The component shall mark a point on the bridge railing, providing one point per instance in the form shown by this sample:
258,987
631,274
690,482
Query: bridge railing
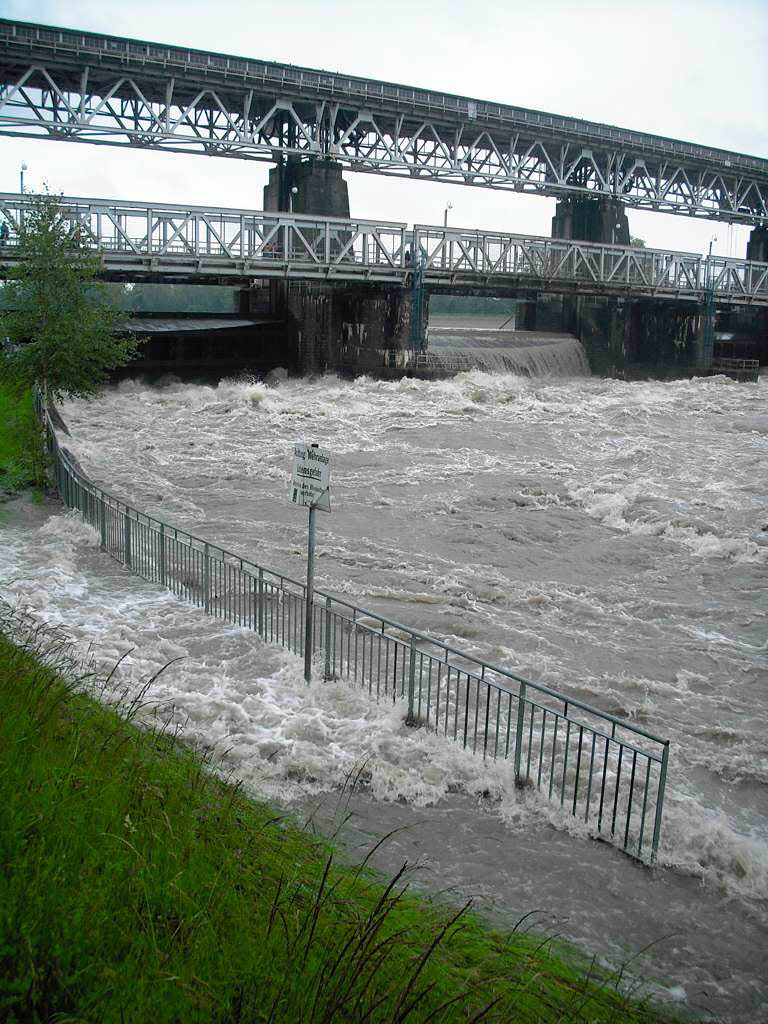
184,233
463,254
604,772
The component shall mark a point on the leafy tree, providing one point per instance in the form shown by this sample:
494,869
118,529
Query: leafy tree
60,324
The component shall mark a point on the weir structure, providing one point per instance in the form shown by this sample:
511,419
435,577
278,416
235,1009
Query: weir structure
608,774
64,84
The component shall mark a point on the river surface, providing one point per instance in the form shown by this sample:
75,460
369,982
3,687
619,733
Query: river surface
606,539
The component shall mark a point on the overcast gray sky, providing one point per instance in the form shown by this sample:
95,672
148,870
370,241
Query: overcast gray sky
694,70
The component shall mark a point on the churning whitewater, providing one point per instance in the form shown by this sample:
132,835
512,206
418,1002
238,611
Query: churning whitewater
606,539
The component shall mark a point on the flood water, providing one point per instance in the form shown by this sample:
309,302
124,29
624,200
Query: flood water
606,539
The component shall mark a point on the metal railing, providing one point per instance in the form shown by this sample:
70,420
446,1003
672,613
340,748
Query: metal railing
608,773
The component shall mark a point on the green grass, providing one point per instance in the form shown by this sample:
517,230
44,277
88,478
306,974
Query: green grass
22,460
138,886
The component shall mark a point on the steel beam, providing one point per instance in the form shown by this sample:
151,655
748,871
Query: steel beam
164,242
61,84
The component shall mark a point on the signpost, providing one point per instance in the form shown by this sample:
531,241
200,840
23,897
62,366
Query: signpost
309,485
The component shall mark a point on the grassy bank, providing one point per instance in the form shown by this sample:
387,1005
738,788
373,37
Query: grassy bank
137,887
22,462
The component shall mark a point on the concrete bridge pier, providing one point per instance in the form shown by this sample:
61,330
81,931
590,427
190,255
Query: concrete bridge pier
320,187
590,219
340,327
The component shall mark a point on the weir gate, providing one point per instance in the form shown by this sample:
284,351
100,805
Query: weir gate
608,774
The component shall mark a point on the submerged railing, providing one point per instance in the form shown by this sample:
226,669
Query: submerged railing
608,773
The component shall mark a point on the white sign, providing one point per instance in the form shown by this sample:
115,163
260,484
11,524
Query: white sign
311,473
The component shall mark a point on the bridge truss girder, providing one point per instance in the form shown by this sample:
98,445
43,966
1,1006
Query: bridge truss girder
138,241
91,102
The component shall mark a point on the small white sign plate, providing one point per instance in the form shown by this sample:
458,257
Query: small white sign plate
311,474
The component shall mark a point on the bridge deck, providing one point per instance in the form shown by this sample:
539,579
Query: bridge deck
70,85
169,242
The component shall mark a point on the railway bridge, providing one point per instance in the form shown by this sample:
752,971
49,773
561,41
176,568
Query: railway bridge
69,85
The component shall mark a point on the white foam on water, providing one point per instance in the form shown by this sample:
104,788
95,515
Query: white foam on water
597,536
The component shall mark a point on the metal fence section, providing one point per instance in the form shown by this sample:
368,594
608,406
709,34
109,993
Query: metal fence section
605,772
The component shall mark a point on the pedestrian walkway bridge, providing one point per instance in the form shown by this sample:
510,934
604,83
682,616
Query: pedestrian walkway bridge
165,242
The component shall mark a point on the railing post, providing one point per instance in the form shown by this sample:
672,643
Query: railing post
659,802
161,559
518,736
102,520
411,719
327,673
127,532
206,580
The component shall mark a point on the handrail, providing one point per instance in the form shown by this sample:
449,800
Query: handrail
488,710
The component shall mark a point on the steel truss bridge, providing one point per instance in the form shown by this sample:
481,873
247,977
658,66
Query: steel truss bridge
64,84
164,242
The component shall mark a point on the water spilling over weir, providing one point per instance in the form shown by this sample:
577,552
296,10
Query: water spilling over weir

> [AIM OF THE TASK]
Rewrite every one of the records above, changing each "component" to "system" and leaving everything else as it is. Omit the pictures from your version.

> [ANSWER TO THIS TASK]
The system shall mark a point on the bridge railing, providing one point per instance in the form shown by this sample:
258,987
631,274
690,482
Query: bridge railing
184,233
463,254
604,772
The system shall mark a point on the leafy tree, providing one point per instance in the form shown by this sample:
494,869
118,529
Query: leafy tree
60,324
The system shall mark a point on the weir structure, providing one point per instance in the form shown by this sample:
511,419
435,577
278,416
235,1009
Query: weir structure
608,774
64,84
The system shall mark a point on the river surface, providing one point per instance in the form shown by this sample:
75,460
369,982
3,687
619,733
Query: river surface
606,539
The system shall mark a point on the overcast gray sky, providing one point per instance in the form shown by this sample:
95,672
148,870
370,241
Query: overcast gray sky
694,70
The system shall mark a point on the churning whitewater, providing one point per instance in the form shown by this sample:
132,835
512,206
418,1002
238,611
Query: churning whitewater
606,539
The system shall mark a point on the flood water, providing one point per instance in the form shown by this sample:
309,302
124,29
624,200
Query: flood water
606,539
The system shall mark a point on the metal railing, providing one point per instance in the form shown by this sample:
70,420
446,1003
672,613
340,748
Query: metal railing
608,773
The system shall mark a point on the green grass, providing one point per instance in the form shown by this sample:
517,230
44,277
88,478
306,974
Query: green grass
22,460
138,886
The system shall mark a point on the steel beam, providing one point per instance in the form shown by this sample:
151,655
748,871
Query: steel beam
164,242
61,84
The system shall mark a point on the signpost, providing one point per instance in the form shown by this sample:
531,241
200,840
23,897
62,366
Query: signpost
309,485
The system shall mark a point on the grassy bank, providing one point per instance in the form shown by this sample:
387,1005
738,788
373,37
Query: grassy bank
137,887
22,462
The system shall mark a point on the concrete bridge pier, providing one point per instance in the form shown by this sample:
61,330
81,931
590,427
190,255
Query: concrete bridge pier
320,187
590,219
340,327
The system shall mark a point on the weir gate, providing one point per instance in the form shown by this sample:
284,351
100,805
Query: weir gate
608,774
The system shall mark a point on the submerged railing, providing one point per instance in the form shown by this sample:
226,669
Query: submerged railing
608,773
The system shall mark a point on the white sign, providing one point per instance in the form shown by this sample:
115,163
260,484
11,524
Query: white sign
311,473
The system shall mark a point on the bridge truss girder, providing one point per instance in the form shown by this sample:
98,445
43,966
1,1006
Query: bridge truss girder
138,241
91,102
The system shall mark a point on the small white sign plate, providing one point per instance in the form shown by this sample:
458,257
Query: small white sign plate
311,474
The system shall mark a point on the bridge deck, providing one point per instance in the form shown by this sample:
539,579
Query: bridge deck
70,85
169,242
The system shall mark a point on the railway bridge, providing one point per instance in the form shown by this sample:
752,971
49,773
561,41
176,568
Query: railway bridge
69,85
The system shall mark a point on the white foam on water, providing one point per instance in the form shown by this sample:
104,788
95,515
Query: white foam on water
597,536
The system shall mark a point on the metal fence section, providing one point per instance in the form shown by this sample:
368,594
608,406
709,34
109,993
Query: metal fence section
605,772
The system shall mark a point on the pedestrian walkway bridge, providing one point per instance in the form shown by this sample:
510,934
604,83
682,616
Query: pedestrian walkway bridge
165,242
The system shall mark a point on the railing post, providing one point per instance in the form shown by this sample:
672,643
Query: railing post
659,802
161,559
518,736
102,520
411,719
327,673
127,532
206,580
The system shall mark a point on the handrail, providing one point per instance in the form shown by this sample:
449,800
Query: handrail
488,710
The system shall mark a point on the steel truss bridge, providing one point per instance in the form shown by this sample:
481,873
247,977
658,66
Query: steel truss bridge
64,84
164,242
The system shall mark a point on the water spilling over weir, providing one point per instance in the form shown by this sample:
577,552
296,10
Query: water spilling over weir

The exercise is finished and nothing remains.